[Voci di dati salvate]
:::

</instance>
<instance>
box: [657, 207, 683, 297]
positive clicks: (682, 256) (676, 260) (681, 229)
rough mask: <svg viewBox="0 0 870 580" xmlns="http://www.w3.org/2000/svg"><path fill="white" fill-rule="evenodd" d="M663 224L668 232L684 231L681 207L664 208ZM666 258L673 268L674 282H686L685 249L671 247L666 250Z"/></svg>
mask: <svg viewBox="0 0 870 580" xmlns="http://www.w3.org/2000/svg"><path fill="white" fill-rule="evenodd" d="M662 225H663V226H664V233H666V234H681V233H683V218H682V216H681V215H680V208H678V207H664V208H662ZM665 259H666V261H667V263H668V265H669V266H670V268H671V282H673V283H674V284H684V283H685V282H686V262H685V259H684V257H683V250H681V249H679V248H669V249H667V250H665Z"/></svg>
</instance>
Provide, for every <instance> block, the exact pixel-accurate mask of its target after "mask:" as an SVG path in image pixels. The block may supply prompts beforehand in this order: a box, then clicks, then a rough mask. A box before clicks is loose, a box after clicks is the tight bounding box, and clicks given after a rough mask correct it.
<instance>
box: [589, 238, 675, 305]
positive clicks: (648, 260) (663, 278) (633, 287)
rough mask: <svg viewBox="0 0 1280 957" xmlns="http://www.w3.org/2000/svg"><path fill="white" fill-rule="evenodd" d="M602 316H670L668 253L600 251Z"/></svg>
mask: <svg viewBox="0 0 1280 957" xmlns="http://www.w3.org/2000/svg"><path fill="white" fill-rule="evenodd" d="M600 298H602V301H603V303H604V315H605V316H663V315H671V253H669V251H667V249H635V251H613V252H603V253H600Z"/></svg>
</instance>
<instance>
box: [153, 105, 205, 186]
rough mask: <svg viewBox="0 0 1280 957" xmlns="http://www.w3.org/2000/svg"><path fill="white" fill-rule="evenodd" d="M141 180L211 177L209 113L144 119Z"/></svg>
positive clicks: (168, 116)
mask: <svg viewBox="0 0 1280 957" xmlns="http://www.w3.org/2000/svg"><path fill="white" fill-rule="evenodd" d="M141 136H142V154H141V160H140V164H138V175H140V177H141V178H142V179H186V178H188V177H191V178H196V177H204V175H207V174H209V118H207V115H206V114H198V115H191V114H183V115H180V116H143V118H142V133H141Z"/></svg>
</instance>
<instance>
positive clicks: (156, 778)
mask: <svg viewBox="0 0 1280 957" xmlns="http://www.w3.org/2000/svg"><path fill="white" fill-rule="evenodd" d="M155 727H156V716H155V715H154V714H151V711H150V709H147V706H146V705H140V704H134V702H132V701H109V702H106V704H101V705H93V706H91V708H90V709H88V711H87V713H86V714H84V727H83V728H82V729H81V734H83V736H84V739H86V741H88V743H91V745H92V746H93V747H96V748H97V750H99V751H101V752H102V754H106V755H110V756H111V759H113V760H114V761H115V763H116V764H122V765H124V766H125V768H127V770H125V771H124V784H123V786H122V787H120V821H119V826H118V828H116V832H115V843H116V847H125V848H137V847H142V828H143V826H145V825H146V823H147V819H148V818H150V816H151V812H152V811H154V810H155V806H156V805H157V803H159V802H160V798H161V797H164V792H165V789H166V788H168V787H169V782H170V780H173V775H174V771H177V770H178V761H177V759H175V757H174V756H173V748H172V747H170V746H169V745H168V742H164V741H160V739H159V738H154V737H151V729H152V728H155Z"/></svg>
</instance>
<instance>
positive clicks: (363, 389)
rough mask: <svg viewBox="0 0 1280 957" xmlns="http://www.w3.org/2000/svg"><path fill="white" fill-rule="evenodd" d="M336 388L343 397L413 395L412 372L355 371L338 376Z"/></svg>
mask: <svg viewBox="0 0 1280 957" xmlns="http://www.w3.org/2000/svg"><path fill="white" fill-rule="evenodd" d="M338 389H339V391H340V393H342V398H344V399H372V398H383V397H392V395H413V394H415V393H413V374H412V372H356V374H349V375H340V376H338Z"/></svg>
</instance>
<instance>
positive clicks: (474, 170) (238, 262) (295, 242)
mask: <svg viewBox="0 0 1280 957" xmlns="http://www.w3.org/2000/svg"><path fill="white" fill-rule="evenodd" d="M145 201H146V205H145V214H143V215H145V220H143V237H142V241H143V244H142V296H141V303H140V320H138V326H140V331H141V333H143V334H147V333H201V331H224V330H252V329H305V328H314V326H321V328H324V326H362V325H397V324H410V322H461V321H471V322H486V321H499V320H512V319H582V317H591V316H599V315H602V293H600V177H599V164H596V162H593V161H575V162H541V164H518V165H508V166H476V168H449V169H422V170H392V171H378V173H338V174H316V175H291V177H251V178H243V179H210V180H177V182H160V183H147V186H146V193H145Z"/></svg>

:::

COMPITO DA SVOLGERE =>
Filtra i record e riporta, per favore, ogni riga che contiene la stringa "positive".

RISPOSTA AL PROBLEMA =>
positive clicks: (682, 256) (676, 260) (681, 229)
positive clicks: (648, 260) (663, 278) (633, 287)
positive clicks: (168, 116)
positive clicks: (156, 778)
positive clicks: (363, 389)
positive clicks: (474, 170) (238, 262) (295, 242)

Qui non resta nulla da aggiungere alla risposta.